Dataset records:
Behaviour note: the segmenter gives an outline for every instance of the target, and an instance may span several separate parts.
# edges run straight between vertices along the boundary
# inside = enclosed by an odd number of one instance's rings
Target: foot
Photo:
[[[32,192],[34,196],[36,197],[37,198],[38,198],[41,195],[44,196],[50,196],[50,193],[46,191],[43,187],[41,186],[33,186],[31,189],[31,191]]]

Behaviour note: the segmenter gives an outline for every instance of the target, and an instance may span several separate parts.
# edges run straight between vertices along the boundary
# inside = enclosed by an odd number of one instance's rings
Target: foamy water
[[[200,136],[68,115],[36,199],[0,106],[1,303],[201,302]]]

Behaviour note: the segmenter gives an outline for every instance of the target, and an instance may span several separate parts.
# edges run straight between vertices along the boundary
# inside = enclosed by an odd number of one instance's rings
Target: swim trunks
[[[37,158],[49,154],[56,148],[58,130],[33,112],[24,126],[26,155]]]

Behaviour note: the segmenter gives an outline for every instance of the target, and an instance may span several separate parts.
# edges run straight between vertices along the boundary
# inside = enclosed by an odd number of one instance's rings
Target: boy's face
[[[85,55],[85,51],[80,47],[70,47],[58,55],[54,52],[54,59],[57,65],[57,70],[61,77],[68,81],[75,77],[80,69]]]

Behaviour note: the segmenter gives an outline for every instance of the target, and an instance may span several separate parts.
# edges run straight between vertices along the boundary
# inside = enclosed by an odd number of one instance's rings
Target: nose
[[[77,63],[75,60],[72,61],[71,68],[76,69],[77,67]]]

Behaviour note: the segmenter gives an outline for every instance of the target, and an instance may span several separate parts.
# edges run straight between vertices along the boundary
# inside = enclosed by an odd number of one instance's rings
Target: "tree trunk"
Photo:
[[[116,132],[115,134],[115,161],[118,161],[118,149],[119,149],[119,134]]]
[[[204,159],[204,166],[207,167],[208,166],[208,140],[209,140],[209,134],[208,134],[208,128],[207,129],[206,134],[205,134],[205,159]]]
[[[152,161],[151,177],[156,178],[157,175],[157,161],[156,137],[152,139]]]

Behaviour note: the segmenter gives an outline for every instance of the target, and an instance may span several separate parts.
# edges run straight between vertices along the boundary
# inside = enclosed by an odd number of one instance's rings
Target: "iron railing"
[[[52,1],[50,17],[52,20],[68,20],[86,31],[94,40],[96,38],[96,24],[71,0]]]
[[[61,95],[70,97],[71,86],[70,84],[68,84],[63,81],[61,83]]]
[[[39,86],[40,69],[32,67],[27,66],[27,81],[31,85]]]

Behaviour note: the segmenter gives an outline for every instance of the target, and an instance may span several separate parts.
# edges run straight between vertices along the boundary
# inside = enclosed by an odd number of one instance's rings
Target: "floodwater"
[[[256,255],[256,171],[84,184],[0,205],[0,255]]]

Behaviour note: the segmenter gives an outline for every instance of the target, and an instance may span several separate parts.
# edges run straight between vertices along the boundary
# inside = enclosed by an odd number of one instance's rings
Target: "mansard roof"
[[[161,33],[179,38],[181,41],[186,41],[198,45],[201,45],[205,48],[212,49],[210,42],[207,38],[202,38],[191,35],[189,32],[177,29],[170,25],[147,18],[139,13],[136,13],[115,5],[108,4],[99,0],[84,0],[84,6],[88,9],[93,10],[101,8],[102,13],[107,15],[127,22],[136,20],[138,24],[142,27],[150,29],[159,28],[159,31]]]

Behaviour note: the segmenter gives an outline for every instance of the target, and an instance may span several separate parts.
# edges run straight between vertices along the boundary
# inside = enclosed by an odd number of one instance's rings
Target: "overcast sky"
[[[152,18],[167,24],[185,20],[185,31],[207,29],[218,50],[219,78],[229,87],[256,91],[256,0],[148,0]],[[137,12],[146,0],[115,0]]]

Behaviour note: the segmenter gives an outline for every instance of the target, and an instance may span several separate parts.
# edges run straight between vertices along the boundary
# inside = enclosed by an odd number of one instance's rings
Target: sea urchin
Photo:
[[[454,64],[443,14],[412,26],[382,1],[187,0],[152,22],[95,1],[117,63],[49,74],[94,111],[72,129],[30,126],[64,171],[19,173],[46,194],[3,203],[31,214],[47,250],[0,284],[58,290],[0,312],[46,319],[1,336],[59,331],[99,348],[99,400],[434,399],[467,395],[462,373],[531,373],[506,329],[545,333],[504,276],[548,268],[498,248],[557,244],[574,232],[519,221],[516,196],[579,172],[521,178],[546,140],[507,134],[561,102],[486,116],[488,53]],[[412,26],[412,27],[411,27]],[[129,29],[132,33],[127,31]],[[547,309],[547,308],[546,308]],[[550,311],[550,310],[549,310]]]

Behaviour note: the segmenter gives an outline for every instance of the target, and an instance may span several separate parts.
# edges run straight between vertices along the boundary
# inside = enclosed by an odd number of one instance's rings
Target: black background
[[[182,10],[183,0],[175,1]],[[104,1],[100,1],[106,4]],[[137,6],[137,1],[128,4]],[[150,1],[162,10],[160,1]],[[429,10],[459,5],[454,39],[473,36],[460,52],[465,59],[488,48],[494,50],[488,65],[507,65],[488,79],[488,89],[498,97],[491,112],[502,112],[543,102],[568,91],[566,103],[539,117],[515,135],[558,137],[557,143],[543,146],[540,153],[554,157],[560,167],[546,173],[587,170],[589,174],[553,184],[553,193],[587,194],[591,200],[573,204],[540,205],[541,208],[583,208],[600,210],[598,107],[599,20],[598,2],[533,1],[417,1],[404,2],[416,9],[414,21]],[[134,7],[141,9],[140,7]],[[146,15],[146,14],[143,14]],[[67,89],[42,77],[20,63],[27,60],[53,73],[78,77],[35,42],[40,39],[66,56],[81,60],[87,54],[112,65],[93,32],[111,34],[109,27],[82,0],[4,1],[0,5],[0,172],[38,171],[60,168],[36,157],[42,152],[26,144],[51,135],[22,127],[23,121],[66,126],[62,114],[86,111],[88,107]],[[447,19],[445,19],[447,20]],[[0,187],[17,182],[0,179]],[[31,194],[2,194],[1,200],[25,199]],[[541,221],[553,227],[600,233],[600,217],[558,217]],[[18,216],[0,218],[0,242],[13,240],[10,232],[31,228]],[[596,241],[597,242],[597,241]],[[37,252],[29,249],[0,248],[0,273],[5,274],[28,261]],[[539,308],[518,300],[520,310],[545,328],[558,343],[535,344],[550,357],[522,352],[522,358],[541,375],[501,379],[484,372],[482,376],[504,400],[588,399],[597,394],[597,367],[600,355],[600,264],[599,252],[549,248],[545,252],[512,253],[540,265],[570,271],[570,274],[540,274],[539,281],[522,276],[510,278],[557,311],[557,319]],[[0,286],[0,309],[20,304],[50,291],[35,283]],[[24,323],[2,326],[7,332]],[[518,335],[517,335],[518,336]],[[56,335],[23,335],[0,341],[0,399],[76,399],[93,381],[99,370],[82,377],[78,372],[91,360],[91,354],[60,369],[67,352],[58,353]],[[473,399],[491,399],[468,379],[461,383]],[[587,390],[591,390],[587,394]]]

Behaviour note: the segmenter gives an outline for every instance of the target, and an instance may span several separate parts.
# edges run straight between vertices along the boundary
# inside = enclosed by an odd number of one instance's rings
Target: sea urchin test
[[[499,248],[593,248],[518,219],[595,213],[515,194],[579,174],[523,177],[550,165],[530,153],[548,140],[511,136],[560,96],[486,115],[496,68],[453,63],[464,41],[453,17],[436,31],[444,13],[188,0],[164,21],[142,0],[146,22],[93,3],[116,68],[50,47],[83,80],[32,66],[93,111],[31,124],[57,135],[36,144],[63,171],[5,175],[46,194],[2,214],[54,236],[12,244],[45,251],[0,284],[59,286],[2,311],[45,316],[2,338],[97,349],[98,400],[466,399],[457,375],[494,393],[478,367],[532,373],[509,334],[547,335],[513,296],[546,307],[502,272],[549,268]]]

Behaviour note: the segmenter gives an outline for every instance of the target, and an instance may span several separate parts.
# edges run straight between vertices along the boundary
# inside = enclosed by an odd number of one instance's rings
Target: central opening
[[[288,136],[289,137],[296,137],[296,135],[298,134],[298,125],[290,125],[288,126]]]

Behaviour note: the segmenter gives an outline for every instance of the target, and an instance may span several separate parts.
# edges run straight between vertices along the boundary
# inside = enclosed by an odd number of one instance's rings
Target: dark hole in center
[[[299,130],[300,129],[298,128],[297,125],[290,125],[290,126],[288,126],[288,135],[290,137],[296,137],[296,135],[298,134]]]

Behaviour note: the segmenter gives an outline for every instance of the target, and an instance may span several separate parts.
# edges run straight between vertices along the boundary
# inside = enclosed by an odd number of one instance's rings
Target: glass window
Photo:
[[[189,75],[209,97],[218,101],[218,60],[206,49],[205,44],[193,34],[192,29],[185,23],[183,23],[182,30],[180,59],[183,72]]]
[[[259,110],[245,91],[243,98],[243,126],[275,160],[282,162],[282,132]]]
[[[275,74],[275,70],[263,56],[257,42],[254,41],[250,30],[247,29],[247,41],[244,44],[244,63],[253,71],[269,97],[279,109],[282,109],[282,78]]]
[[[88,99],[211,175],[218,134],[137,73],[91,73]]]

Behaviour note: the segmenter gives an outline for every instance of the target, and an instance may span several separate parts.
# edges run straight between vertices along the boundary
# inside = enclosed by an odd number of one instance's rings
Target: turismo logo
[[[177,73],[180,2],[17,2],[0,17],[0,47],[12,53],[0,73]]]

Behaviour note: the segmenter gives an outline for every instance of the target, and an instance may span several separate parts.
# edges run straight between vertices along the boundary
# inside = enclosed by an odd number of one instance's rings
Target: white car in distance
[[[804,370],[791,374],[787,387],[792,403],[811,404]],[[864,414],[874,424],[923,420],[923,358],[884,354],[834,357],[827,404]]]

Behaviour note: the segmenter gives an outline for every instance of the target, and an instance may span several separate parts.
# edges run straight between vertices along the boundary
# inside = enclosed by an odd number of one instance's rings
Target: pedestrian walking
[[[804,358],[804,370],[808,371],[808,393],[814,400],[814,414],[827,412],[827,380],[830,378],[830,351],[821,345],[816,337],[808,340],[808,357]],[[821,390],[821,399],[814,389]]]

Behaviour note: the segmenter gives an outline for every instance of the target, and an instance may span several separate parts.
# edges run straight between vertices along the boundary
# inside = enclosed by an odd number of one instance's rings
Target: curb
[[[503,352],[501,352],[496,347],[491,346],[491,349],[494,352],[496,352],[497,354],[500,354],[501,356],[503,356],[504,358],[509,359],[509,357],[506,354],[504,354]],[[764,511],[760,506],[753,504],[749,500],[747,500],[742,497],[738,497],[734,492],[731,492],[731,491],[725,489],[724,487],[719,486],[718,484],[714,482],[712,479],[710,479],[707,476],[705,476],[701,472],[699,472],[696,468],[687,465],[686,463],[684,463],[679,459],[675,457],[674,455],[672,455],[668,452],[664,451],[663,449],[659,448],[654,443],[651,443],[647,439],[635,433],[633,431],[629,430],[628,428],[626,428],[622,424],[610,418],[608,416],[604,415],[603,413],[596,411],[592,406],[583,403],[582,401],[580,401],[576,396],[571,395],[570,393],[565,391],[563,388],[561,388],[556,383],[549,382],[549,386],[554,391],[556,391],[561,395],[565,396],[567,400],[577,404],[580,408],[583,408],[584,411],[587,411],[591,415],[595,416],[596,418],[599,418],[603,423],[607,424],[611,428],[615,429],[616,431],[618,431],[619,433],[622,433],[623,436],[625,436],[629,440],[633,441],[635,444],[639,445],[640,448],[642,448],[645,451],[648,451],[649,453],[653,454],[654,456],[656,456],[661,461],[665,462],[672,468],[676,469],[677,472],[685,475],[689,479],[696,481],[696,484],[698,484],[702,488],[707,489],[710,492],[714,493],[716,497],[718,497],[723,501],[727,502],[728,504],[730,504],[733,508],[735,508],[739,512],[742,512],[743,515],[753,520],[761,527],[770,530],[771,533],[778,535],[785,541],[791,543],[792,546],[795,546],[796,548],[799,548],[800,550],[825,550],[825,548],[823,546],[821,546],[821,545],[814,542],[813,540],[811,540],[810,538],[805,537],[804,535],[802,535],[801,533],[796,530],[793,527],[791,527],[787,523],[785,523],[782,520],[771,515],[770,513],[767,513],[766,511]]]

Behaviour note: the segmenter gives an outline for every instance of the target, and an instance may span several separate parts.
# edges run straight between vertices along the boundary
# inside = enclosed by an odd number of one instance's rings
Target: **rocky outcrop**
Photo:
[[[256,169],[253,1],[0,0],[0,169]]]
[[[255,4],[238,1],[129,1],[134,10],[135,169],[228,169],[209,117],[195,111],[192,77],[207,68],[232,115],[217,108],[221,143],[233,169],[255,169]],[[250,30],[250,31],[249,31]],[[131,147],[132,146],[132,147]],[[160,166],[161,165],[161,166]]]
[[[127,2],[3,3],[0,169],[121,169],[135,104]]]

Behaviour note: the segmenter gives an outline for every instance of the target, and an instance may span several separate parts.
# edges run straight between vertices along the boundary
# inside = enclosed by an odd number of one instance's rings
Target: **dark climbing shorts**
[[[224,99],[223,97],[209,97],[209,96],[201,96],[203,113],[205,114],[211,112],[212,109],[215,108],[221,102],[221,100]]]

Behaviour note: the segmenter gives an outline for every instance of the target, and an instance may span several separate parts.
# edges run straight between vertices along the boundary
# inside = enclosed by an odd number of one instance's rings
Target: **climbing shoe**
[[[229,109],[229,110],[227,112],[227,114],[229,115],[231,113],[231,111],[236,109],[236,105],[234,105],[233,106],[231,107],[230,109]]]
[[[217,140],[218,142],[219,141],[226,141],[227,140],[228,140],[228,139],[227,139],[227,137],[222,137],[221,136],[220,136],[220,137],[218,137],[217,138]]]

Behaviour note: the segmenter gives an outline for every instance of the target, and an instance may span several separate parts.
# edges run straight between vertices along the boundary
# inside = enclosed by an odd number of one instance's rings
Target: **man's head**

What you need to do: Count the lines of the records that contain the string "urchin". Give only the number.

The reply: 2